Problem to work on: Starting with the line that contains "# test: locate points for every instance of the dark doorway", set down each line through the end of the entries below, exactly and with nothing added.

*** Given data

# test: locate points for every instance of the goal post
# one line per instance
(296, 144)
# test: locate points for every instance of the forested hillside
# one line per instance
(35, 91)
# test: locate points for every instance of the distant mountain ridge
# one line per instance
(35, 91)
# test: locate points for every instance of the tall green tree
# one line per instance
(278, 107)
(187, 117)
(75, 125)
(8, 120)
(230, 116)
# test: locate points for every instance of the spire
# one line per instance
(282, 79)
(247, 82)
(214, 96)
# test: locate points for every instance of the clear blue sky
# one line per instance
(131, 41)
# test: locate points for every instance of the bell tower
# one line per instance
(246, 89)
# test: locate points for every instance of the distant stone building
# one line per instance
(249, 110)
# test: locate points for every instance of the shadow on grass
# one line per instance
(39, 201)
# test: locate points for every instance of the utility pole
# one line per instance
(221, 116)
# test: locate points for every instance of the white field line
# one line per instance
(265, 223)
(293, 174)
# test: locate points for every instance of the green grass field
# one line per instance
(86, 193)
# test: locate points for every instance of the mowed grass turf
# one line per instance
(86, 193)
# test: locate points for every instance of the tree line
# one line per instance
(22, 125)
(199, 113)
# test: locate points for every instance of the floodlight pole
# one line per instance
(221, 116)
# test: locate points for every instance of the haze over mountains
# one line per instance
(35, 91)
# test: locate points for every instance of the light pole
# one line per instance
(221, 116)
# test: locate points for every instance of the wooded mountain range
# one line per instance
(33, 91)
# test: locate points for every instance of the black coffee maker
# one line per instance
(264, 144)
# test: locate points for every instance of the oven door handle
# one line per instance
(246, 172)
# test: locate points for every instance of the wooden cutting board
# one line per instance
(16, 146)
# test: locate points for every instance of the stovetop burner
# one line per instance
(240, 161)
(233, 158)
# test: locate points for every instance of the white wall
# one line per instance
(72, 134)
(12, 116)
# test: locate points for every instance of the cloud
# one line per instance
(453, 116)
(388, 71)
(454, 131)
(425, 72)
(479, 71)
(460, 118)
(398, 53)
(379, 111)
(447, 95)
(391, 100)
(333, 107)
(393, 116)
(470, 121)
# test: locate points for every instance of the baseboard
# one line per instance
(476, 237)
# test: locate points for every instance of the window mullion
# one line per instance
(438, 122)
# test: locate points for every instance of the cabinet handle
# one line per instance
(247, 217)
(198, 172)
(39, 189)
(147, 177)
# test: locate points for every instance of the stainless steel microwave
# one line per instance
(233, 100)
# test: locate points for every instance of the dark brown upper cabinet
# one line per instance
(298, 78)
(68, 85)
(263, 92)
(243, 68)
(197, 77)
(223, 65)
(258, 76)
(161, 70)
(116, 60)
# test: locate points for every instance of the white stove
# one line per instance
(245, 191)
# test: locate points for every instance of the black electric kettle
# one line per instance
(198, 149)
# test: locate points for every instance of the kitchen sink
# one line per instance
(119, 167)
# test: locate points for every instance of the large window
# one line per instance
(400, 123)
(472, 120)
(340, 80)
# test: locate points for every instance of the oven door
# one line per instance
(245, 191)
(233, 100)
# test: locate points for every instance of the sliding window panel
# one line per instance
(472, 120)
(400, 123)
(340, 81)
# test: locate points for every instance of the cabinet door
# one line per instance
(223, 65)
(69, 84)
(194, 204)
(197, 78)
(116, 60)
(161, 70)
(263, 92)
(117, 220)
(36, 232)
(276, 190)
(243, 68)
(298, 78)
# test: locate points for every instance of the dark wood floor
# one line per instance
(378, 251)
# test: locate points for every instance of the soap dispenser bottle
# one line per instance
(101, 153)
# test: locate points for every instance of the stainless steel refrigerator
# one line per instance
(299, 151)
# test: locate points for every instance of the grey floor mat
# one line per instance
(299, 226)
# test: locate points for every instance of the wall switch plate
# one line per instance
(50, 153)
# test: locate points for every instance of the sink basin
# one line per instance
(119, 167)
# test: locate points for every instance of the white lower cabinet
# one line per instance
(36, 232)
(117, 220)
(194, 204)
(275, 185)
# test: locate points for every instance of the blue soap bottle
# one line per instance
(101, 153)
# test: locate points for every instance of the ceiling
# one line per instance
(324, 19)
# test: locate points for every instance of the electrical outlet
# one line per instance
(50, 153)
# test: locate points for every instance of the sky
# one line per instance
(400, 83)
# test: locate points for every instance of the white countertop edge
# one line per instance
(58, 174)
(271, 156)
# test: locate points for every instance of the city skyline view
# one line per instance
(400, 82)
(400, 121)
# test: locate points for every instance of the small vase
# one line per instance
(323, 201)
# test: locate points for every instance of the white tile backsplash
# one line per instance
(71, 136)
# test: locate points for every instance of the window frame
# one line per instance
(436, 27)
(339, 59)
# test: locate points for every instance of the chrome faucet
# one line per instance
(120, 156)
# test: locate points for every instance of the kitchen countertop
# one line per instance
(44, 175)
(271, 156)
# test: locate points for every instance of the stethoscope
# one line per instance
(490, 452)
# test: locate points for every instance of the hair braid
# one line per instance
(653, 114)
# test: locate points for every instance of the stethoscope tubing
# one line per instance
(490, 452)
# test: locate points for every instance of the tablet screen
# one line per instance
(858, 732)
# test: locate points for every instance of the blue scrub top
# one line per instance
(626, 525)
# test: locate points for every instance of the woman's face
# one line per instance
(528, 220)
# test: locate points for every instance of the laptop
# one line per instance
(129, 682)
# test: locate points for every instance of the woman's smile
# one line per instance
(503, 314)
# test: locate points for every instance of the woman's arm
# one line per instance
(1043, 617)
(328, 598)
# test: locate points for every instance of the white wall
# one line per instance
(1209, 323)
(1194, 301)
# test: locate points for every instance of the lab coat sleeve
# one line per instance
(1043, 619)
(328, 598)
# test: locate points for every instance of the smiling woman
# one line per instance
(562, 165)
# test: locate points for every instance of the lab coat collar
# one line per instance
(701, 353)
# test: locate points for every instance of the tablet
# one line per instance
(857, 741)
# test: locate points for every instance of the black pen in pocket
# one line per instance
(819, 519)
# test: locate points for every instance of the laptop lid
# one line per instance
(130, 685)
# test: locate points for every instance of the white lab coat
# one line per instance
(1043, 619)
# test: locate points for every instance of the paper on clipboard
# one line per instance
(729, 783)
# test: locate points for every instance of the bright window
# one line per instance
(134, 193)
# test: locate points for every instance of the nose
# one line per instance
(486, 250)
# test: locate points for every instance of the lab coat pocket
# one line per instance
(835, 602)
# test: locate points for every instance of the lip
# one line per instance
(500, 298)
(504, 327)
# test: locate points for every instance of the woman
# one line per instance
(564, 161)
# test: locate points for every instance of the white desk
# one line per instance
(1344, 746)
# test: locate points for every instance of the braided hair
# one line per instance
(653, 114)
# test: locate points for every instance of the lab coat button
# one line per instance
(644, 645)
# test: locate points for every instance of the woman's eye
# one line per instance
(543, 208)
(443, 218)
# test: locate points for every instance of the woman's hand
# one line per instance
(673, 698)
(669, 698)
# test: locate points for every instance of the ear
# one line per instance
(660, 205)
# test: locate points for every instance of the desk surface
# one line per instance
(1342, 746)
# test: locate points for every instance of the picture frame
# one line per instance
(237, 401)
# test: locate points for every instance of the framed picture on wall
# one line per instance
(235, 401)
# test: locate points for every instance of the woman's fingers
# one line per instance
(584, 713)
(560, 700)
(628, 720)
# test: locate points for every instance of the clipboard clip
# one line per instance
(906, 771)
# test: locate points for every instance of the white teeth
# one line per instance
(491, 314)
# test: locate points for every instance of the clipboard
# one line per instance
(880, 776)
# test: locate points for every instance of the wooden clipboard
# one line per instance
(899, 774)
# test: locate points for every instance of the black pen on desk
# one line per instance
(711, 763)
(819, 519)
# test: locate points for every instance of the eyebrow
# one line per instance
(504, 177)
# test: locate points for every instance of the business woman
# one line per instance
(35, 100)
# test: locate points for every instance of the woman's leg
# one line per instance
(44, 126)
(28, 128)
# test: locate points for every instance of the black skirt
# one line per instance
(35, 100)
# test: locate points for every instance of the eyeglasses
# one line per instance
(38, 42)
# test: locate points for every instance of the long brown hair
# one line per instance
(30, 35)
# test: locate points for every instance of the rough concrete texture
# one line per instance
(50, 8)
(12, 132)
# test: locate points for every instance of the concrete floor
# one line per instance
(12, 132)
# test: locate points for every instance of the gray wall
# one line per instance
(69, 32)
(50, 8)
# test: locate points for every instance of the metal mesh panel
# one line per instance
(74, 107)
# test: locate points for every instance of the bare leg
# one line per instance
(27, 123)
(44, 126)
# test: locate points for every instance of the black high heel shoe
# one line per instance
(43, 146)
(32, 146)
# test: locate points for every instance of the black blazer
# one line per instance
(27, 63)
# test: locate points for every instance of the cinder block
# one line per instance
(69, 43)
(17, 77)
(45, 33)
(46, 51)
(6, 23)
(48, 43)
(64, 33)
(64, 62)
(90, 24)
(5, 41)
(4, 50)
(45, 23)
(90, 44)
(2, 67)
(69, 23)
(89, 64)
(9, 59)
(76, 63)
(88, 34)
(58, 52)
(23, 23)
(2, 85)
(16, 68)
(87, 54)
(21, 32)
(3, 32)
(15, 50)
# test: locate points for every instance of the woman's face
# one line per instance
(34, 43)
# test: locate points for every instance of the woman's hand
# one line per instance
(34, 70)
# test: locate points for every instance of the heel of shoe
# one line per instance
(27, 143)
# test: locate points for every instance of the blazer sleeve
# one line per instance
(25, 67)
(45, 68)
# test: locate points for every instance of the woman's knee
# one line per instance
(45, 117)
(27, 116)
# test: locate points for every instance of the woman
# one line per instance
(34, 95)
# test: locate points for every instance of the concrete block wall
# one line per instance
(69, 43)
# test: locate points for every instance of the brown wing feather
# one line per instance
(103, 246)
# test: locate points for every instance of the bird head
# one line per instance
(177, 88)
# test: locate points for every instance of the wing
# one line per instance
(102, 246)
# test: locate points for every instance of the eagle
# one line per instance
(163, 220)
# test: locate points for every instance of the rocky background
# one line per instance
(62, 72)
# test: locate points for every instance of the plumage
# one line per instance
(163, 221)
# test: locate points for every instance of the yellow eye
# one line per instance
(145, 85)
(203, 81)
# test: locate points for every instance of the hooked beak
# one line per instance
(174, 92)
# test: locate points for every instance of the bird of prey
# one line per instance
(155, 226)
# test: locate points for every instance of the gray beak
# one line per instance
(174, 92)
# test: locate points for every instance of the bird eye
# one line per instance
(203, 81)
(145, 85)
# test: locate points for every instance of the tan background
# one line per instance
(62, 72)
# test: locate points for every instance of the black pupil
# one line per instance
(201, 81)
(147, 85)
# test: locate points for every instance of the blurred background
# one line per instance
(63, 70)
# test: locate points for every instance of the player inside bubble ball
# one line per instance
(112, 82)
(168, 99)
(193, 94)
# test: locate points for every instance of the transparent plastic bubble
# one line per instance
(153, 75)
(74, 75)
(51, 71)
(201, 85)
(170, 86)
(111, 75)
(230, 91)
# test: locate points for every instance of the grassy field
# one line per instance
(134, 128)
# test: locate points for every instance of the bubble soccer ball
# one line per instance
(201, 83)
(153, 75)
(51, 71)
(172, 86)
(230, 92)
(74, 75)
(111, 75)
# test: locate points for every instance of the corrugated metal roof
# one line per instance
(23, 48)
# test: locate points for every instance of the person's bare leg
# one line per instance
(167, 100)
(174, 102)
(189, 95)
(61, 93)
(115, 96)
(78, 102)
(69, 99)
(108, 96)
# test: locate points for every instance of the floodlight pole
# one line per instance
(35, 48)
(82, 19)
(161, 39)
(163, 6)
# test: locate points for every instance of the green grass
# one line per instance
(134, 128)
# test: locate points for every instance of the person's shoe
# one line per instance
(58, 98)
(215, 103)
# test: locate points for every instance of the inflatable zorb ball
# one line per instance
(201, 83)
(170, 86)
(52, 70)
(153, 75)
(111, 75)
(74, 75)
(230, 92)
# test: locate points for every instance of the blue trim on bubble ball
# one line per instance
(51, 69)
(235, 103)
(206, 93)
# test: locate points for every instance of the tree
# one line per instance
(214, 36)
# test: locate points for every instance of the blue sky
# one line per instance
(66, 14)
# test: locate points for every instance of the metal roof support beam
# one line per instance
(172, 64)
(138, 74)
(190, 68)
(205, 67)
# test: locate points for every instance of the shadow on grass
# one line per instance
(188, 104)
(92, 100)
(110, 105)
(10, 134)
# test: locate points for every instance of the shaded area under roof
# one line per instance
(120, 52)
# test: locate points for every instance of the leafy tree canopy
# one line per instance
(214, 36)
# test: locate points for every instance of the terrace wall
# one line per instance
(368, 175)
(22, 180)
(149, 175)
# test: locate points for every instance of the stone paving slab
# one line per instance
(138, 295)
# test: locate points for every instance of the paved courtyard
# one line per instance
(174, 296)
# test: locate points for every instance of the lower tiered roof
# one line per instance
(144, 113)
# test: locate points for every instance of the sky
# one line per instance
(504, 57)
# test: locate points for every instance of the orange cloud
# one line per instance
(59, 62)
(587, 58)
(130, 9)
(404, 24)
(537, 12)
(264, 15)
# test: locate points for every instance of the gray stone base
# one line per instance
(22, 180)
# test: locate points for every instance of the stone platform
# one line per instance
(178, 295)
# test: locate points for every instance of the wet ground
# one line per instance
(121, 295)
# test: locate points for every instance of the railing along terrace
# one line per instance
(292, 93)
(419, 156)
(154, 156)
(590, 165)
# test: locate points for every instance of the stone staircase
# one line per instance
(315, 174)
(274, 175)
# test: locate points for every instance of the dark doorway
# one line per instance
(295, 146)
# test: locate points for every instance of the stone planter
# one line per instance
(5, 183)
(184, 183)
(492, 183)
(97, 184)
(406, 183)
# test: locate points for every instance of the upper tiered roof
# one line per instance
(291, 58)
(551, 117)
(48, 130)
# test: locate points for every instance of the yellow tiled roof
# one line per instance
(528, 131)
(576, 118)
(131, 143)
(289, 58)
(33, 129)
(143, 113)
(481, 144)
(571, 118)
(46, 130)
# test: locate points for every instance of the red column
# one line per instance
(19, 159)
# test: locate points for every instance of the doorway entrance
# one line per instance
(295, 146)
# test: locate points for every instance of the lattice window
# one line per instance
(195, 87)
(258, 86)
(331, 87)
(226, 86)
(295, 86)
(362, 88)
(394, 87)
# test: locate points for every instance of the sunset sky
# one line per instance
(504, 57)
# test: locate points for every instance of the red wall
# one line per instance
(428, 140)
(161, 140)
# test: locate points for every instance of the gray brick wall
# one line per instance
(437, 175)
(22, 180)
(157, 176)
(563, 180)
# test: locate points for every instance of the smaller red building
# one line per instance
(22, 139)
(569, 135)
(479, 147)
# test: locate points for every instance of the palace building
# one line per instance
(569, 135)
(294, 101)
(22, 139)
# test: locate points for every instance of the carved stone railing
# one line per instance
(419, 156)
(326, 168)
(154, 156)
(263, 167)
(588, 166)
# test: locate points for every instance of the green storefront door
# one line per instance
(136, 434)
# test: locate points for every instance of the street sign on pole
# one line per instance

******

Answer to the problem:
# test: locate points for every instance of the dark doorway
# one line per instance
(295, 146)
# test: locate points for every instance of the stone planter
# one line per instance
(5, 183)
(184, 183)
(492, 183)
(97, 184)
(406, 183)
# test: locate points for every instance of the upper tiered roof
# one line per instance
(291, 58)
(551, 117)
(48, 130)
# test: locate points for every instance of the yellow tiled roof
# one line per instance
(528, 131)
(576, 118)
(131, 143)
(289, 58)
(33, 129)
(143, 113)
(481, 144)
(571, 118)
(46, 130)
# test: locate points for every instance of the red column
# one line per instance
(19, 159)
# test: locate points for every instance of the doorway entrance
# one line per instance
(295, 146)
# test: locate points for every instance of the lattice window
# one line per instance
(195, 87)
(258, 86)
(331, 87)
(226, 86)
(295, 86)
(362, 88)
(394, 87)
# test: locate points for every instance of the sunset sky
# one line per instance
(504, 57)
# test: locate points for every instance of the red wall
# one line per instance
(428, 140)
(161, 140)
# test: locate points for every instance of the gray brick wall
# one line per instance
(437, 175)
(22, 180)
(157, 176)
(563, 180)
# test: locate points for every instance of the smaller red building
# one line per instance
(22, 139)
(569, 135)
(479, 147)
# test: locate points for every instance of the palace building
# one line per instance
(569, 135)
(294, 101)
(22, 139)
# test: locate points for every instance of the carved stone railing
# one line per instance
(419, 156)
(326, 168)
(154, 156)
(263, 167)
(588, 166)
# test: locate points for every instance of the green storefront door
# one line per instance
(136, 434)
# test: locate points for every instance of the street sign on pole
# one line per instance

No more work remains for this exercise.